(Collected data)

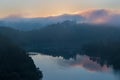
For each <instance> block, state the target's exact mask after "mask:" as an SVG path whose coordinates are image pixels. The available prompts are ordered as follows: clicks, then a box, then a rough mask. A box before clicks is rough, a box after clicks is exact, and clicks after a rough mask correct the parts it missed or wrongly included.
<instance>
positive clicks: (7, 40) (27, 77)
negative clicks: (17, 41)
mask: <svg viewBox="0 0 120 80" xmlns="http://www.w3.org/2000/svg"><path fill="white" fill-rule="evenodd" d="M41 78H42V72H41V71H39V70H38V69H37V68H36V66H35V65H34V63H33V60H32V59H31V58H30V57H29V56H28V54H26V52H25V51H24V50H23V49H21V48H19V47H18V46H16V45H15V44H13V43H12V42H11V41H10V40H9V39H7V38H6V37H4V36H2V35H0V80H39V79H41Z"/></svg>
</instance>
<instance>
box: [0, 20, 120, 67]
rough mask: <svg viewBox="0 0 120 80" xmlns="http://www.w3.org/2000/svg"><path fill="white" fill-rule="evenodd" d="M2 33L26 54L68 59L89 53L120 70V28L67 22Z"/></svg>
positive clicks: (8, 31) (1, 30)
mask: <svg viewBox="0 0 120 80" xmlns="http://www.w3.org/2000/svg"><path fill="white" fill-rule="evenodd" d="M0 33H1V34H2V35H5V36H7V37H8V38H9V39H11V40H12V41H13V42H15V43H16V44H18V45H19V46H21V47H22V48H24V49H25V50H26V51H35V52H42V53H44V54H49V55H54V56H64V57H65V58H69V57H74V56H75V55H76V54H78V53H79V54H86V55H89V56H92V57H100V58H102V59H103V60H104V61H106V60H107V61H108V64H109V65H114V68H115V69H120V64H119V62H118V60H119V59H120V54H119V53H120V49H119V48H120V28H119V27H118V26H110V25H105V24H101V25H97V24H96V25H95V24H94V25H93V24H84V23H81V24H77V23H76V22H74V21H65V22H62V23H57V24H52V25H48V26H46V27H43V28H41V29H37V30H31V31H19V30H15V29H12V28H7V27H0ZM111 58H112V59H111ZM104 61H102V62H104Z"/></svg>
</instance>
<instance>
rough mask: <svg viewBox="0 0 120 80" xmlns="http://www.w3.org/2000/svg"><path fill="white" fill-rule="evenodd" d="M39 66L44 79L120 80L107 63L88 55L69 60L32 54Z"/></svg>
mask: <svg viewBox="0 0 120 80" xmlns="http://www.w3.org/2000/svg"><path fill="white" fill-rule="evenodd" d="M31 57H32V59H33V60H34V62H35V64H36V66H37V67H39V68H40V69H41V70H42V71H43V75H44V77H43V80H119V79H118V76H116V75H115V74H114V72H113V70H112V68H110V67H107V66H106V65H103V66H101V65H100V64H99V63H97V62H93V61H92V60H90V58H89V57H88V56H80V55H77V56H76V59H73V58H70V59H69V60H66V59H64V58H63V57H52V56H48V55H41V54H40V53H39V54H38V55H31Z"/></svg>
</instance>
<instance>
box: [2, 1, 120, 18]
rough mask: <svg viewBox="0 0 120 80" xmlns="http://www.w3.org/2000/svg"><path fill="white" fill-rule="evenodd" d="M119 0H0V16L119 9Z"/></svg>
mask: <svg viewBox="0 0 120 80" xmlns="http://www.w3.org/2000/svg"><path fill="white" fill-rule="evenodd" d="M119 5H120V0H0V17H7V16H11V15H16V16H24V17H46V16H54V15H60V14H65V13H66V14H68V13H69V14H73V13H76V12H80V11H84V10H90V9H112V10H119V9H120V6H119Z"/></svg>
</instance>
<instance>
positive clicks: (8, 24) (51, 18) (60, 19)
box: [0, 9, 120, 31]
mask: <svg viewBox="0 0 120 80" xmlns="http://www.w3.org/2000/svg"><path fill="white" fill-rule="evenodd" d="M110 13H111V14H110ZM66 20H69V21H75V22H77V23H78V24H81V23H86V24H100V25H101V24H107V25H113V26H118V27H119V25H120V14H118V13H117V12H113V11H110V10H106V9H99V10H90V11H89V10H88V11H83V12H82V13H77V14H63V15H58V16H49V17H37V18H24V17H21V16H16V15H11V16H8V17H6V18H2V19H0V26H7V27H11V28H14V29H18V30H22V31H30V30H36V29H41V28H43V27H46V26H48V25H51V24H56V23H61V22H64V21H66Z"/></svg>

ACTIVITY:
Produce an exact copy of every line above, with the images left out.

RESPONSE AREA:
For each <instance> block, state the target's exact mask after "mask:" as an SVG path whose coordinates are image pixels. The available prompts are ordered as follows: clicks, then a box, then a rough mask. A box before clicks is rough, a box after clicks is exact, and clicks after a rough mask correct the parts it missed or wrongly included.
<instance>
positive clicks: (7, 40) (27, 77)
negative clicks: (17, 41)
mask: <svg viewBox="0 0 120 80" xmlns="http://www.w3.org/2000/svg"><path fill="white" fill-rule="evenodd" d="M41 78H42V72H41V71H39V70H38V69H37V68H36V66H35V65H34V63H33V60H32V59H31V58H30V57H29V56H28V54H26V52H25V51H24V50H23V49H21V48H19V47H18V46H16V45H15V44H13V43H12V42H11V41H10V40H9V39H7V38H6V37H4V36H2V35H0V80H39V79H41Z"/></svg>
</instance>
<instance>
box: [0, 20, 120, 67]
rough mask: <svg viewBox="0 0 120 80" xmlns="http://www.w3.org/2000/svg"><path fill="white" fill-rule="evenodd" d="M2 33L26 54L68 59L89 53L120 70V28L67 22Z"/></svg>
positive clicks: (8, 31) (1, 30)
mask: <svg viewBox="0 0 120 80" xmlns="http://www.w3.org/2000/svg"><path fill="white" fill-rule="evenodd" d="M0 33H1V34H2V35H5V36H7V37H8V38H9V39H11V40H12V41H13V42H15V43H16V44H18V45H19V46H21V47H22V48H24V49H25V50H26V51H35V52H42V53H44V54H49V55H54V56H64V57H65V58H69V57H74V56H75V55H76V54H78V53H79V54H86V55H89V56H92V57H100V58H102V59H103V60H104V61H106V60H107V61H108V64H109V65H114V68H115V69H120V64H119V62H118V60H119V59H120V54H119V53H120V49H119V48H120V28H119V27H118V26H110V25H105V24H101V25H97V24H96V25H95V24H94V25H93V24H84V23H81V24H77V23H76V22H74V21H65V22H62V23H57V24H52V25H48V26H46V27H43V28H41V29H37V30H31V31H19V30H15V29H12V28H7V27H0ZM111 58H112V59H111ZM104 61H102V62H104Z"/></svg>
</instance>
<instance>
rough mask: <svg viewBox="0 0 120 80" xmlns="http://www.w3.org/2000/svg"><path fill="white" fill-rule="evenodd" d="M39 66L44 79L120 80L107 63L88 55L69 60L32 54Z"/></svg>
mask: <svg viewBox="0 0 120 80" xmlns="http://www.w3.org/2000/svg"><path fill="white" fill-rule="evenodd" d="M31 57H32V59H33V60H34V62H35V64H36V66H37V67H39V68H40V69H41V70H42V71H43V75H44V77H43V80H119V79H118V76H116V75H115V74H114V72H113V70H112V68H110V67H107V66H106V65H103V66H101V65H100V64H99V63H97V62H93V61H92V60H90V58H89V57H88V56H80V55H77V56H76V59H73V58H70V59H69V60H66V59H64V58H63V57H52V56H48V55H41V54H40V53H39V54H38V55H31Z"/></svg>
</instance>
<instance>
box: [2, 1, 120, 18]
rough mask: <svg viewBox="0 0 120 80" xmlns="http://www.w3.org/2000/svg"><path fill="white" fill-rule="evenodd" d="M119 0H0V16L119 9Z"/></svg>
mask: <svg viewBox="0 0 120 80" xmlns="http://www.w3.org/2000/svg"><path fill="white" fill-rule="evenodd" d="M119 5H120V0H0V17H7V16H11V15H16V16H24V17H46V16H54V15H60V14H65V13H66V14H68V13H69V14H73V13H76V12H80V11H84V10H90V9H112V10H119V9H120V6H119Z"/></svg>
</instance>
<instance>
positive clicks: (8, 24) (51, 18) (60, 19)
box: [0, 9, 120, 31]
mask: <svg viewBox="0 0 120 80" xmlns="http://www.w3.org/2000/svg"><path fill="white" fill-rule="evenodd" d="M110 13H111V14H110ZM66 20H69V21H75V22H77V23H78V24H81V23H86V24H100V25H101V24H107V25H113V26H118V27H119V25H120V14H118V13H117V12H113V11H110V10H106V9H99V10H90V11H89V10H88V11H83V12H82V13H77V14H63V15H58V16H49V17H37V18H24V17H21V16H16V15H11V16H8V17H6V18H2V19H0V26H7V27H11V28H14V29H18V30H22V31H30V30H36V29H41V28H43V27H46V26H48V25H51V24H56V23H61V22H64V21H66Z"/></svg>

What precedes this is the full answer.